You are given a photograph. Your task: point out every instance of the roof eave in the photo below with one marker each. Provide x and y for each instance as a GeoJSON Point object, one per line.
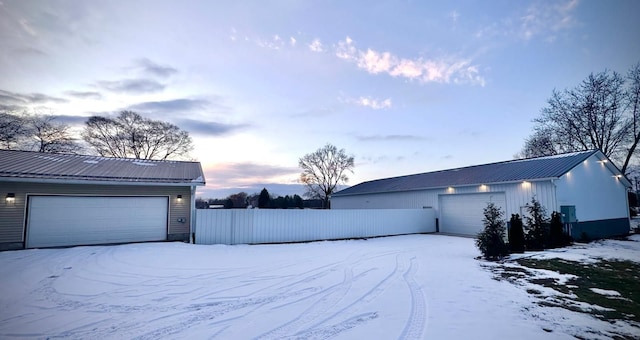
{"type": "Point", "coordinates": [447, 186]}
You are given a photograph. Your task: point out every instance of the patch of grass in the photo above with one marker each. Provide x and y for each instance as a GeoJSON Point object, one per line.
{"type": "Point", "coordinates": [620, 276]}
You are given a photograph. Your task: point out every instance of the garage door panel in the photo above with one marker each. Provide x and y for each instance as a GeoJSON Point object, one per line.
{"type": "Point", "coordinates": [78, 220]}
{"type": "Point", "coordinates": [463, 213]}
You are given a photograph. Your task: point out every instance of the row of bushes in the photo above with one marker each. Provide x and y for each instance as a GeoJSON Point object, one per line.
{"type": "Point", "coordinates": [538, 232]}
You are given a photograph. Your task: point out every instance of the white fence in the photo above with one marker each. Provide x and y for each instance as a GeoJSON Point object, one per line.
{"type": "Point", "coordinates": [234, 226]}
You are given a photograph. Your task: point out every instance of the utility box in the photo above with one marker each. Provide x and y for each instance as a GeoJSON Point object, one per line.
{"type": "Point", "coordinates": [568, 213]}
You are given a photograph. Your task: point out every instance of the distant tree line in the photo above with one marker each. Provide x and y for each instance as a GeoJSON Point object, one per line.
{"type": "Point", "coordinates": [262, 200]}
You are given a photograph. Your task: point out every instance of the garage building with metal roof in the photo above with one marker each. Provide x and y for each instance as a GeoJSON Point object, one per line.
{"type": "Point", "coordinates": [585, 187]}
{"type": "Point", "coordinates": [55, 200]}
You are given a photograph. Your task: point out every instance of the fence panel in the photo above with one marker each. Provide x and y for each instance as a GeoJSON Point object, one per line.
{"type": "Point", "coordinates": [235, 226]}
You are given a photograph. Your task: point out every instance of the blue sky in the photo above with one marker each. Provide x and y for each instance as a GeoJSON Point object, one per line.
{"type": "Point", "coordinates": [403, 86]}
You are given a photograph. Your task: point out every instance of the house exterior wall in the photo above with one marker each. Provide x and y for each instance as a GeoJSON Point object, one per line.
{"type": "Point", "coordinates": [517, 196]}
{"type": "Point", "coordinates": [599, 196]}
{"type": "Point", "coordinates": [13, 215]}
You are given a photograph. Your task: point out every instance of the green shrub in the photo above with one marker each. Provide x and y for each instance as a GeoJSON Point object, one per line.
{"type": "Point", "coordinates": [490, 241]}
{"type": "Point", "coordinates": [557, 237]}
{"type": "Point", "coordinates": [537, 221]}
{"type": "Point", "coordinates": [516, 234]}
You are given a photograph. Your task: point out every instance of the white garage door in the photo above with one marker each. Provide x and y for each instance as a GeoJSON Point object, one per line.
{"type": "Point", "coordinates": [54, 221]}
{"type": "Point", "coordinates": [463, 214]}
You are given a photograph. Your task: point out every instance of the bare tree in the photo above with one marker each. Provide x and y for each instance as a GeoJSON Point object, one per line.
{"type": "Point", "coordinates": [323, 170]}
{"type": "Point", "coordinates": [600, 113]}
{"type": "Point", "coordinates": [130, 135]}
{"type": "Point", "coordinates": [13, 131]}
{"type": "Point", "coordinates": [633, 101]}
{"type": "Point", "coordinates": [50, 136]}
{"type": "Point", "coordinates": [537, 145]}
{"type": "Point", "coordinates": [36, 132]}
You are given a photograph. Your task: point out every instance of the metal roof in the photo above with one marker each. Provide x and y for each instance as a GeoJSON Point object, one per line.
{"type": "Point", "coordinates": [17, 165]}
{"type": "Point", "coordinates": [509, 171]}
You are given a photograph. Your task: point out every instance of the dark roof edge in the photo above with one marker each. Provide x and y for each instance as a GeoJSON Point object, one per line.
{"type": "Point", "coordinates": [98, 156]}
{"type": "Point", "coordinates": [444, 187]}
{"type": "Point", "coordinates": [98, 182]}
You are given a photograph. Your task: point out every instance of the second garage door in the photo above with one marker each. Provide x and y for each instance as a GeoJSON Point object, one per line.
{"type": "Point", "coordinates": [463, 214]}
{"type": "Point", "coordinates": [54, 221]}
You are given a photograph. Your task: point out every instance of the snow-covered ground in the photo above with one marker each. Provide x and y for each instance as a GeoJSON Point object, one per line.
{"type": "Point", "coordinates": [407, 287]}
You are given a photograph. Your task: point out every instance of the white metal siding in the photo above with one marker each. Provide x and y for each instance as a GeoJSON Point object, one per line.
{"type": "Point", "coordinates": [463, 213]}
{"type": "Point", "coordinates": [236, 226]}
{"type": "Point", "coordinates": [83, 220]}
{"type": "Point", "coordinates": [516, 195]}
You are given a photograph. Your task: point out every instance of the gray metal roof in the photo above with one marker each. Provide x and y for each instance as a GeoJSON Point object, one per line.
{"type": "Point", "coordinates": [510, 171]}
{"type": "Point", "coordinates": [28, 165]}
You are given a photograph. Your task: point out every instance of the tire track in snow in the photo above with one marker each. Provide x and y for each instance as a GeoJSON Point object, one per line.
{"type": "Point", "coordinates": [419, 310]}
{"type": "Point", "coordinates": [330, 299]}
{"type": "Point", "coordinates": [357, 304]}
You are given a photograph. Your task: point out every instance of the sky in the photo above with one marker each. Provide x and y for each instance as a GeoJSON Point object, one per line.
{"type": "Point", "coordinates": [403, 86]}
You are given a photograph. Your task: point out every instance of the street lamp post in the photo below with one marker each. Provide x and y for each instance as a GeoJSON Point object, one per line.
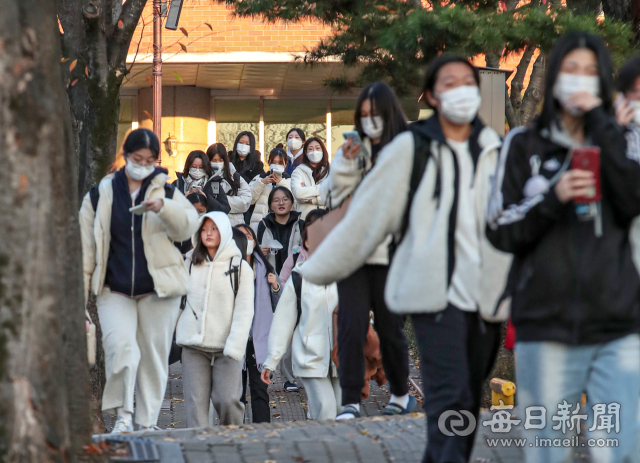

Task:
The job is to return the listing above exactly, minus its pictures.

Solved exercise:
You are given a photograph. Your task: point out every instance of the roof eave in the photo below with one marker each. Provide x and y for each instance as a GeoJSON Point object, one per line.
{"type": "Point", "coordinates": [447, 186]}
You are given a photograph. Your task: point out every instance of the patch of grass in the photo above with one marker each. Provide x and y for each instance as a GeoJSON Point object, one per line.
{"type": "Point", "coordinates": [620, 276]}
You are given a photograph. Your task: point out every instance of the garage door panel in the photo above with one marker each. Provide x and y for each instance as a GeoJSON Point object, one per line.
{"type": "Point", "coordinates": [78, 220]}
{"type": "Point", "coordinates": [463, 213]}
You are given a photograph. Your task: point out every instance of the row of bushes in the photo above with one marker each. Provide x and y for each instance as a GeoJSON Point object, one per line.
{"type": "Point", "coordinates": [538, 232]}
You are given a photograph. Your task: point out every instance of the white fence in the photo above with one marker each. Provide x and y for each instance as a GeoJSON Point object, one per line.
{"type": "Point", "coordinates": [234, 226]}
You are given a photograph. Your task: point out every instance of the utility box in the photo above with one marker each. Provide x and y for each instance as a GeoJSON Point object, one per line.
{"type": "Point", "coordinates": [568, 213]}
You are given a photograph. Your task: point out every instance of the distant tree line in the photo above with one marker each. Provide x and y for each instance as a GeoJSON Point object, one per line.
{"type": "Point", "coordinates": [262, 200]}
You are given a photograph. Your task: point out every instance of the garage building with metal roof in the photo above with one marker each. Provide x and y for each instance as a GeoJSON Point object, one per line.
{"type": "Point", "coordinates": [585, 187]}
{"type": "Point", "coordinates": [55, 200]}
You are given a photograph. Your task: point out every instance of the fence panel in the photo above with one marker each. Provide x and y for each instance as a GeoJSON Point object, one per line.
{"type": "Point", "coordinates": [235, 226]}
You are given a photograph. Your task: point out every instance of the blue sky in the photo above with one marker each. Provide x and y for each instance as a GeoJSON Point object, one per line.
{"type": "Point", "coordinates": [403, 86]}
You are given a photograph. Your task: point out every instance of the house exterior wall in the photo above with one marker each. Provide x and y for each instance as a GeoJSON Point object, one per line.
{"type": "Point", "coordinates": [517, 196]}
{"type": "Point", "coordinates": [599, 196]}
{"type": "Point", "coordinates": [13, 215]}
You are given a photograph. Your task: point out every instance of the green shrub in the photo above with one marker each. Provide x and y for each instance as a GeoJSON Point object, one per line.
{"type": "Point", "coordinates": [490, 241]}
{"type": "Point", "coordinates": [557, 237]}
{"type": "Point", "coordinates": [537, 221]}
{"type": "Point", "coordinates": [516, 234]}
You are given a photograph. Your task: point out every instance of the white garage door in the photo above with one marker each. Provide x and y for each instance as a GeoJSON Point object, one per line.
{"type": "Point", "coordinates": [54, 221]}
{"type": "Point", "coordinates": [463, 214]}
You are given a photograph. Your task: point out every instance of the bare tree in the photo above with one marker each. Provide x and y for each instance as a GeoJSON Point object, one per line.
{"type": "Point", "coordinates": [323, 170]}
{"type": "Point", "coordinates": [600, 113]}
{"type": "Point", "coordinates": [130, 135]}
{"type": "Point", "coordinates": [13, 131]}
{"type": "Point", "coordinates": [633, 101]}
{"type": "Point", "coordinates": [50, 136]}
{"type": "Point", "coordinates": [537, 145]}
{"type": "Point", "coordinates": [36, 132]}
You are given a photograph. Your task: point out every instance of the metal roof in the photo above with one marker each. Provide x and y for each instance as a GeoJSON Point object, one per line.
{"type": "Point", "coordinates": [17, 165]}
{"type": "Point", "coordinates": [509, 171]}
You are given a photograph. Your task: point out every instance of the dark roof edge in the photo above with one marker each. Provide x and y for each instance as a GeoJSON Point object, one per line.
{"type": "Point", "coordinates": [98, 156]}
{"type": "Point", "coordinates": [444, 187]}
{"type": "Point", "coordinates": [98, 182]}
You are given a photograph. Your task: point out every instance of the second garage door in the photo above with one marker each. Provide x and y for each instance as a GeoJSON Point object, one per line.
{"type": "Point", "coordinates": [463, 214]}
{"type": "Point", "coordinates": [54, 221]}
You are given a photograph. Your task: point out every instance of the snow-covered ground in the photo above with one marker each. Provide x and y for each instance as a GeoJSON Point object, one per line.
{"type": "Point", "coordinates": [407, 287]}
You are given a photograph. Your task: point out every instance of the white metal siding in the photo above with one marker each. Provide x and y for each instance as a GeoJSON Point object, one per line.
{"type": "Point", "coordinates": [463, 213]}
{"type": "Point", "coordinates": [236, 226]}
{"type": "Point", "coordinates": [83, 220]}
{"type": "Point", "coordinates": [516, 195]}
You are given a photograph. Your task: point out every instance of the gray metal roof in the photo above with one marker each. Provide x and y for each instance as a GeoJSON Point object, one per line.
{"type": "Point", "coordinates": [510, 171]}
{"type": "Point", "coordinates": [28, 165]}
You are given a photograph. Your task: point out every instance of the tire track in snow in the photo above with one marker each. Provide x and y for each instance as a GeoJSON Point object, one per line.
{"type": "Point", "coordinates": [419, 310]}
{"type": "Point", "coordinates": [330, 299]}
{"type": "Point", "coordinates": [357, 304]}
You are given a photograph. Your task: point out every instance of the sky in the photo above with one marker each. Provide x and y for each instance as a GeoJSON Point object, one per line.
{"type": "Point", "coordinates": [403, 86]}
You are given a photograph. Your task: point out every instance of the street lamp post in the photo below with one marker each. Provide x and y for each instance as a GeoJSON Point object, one per line.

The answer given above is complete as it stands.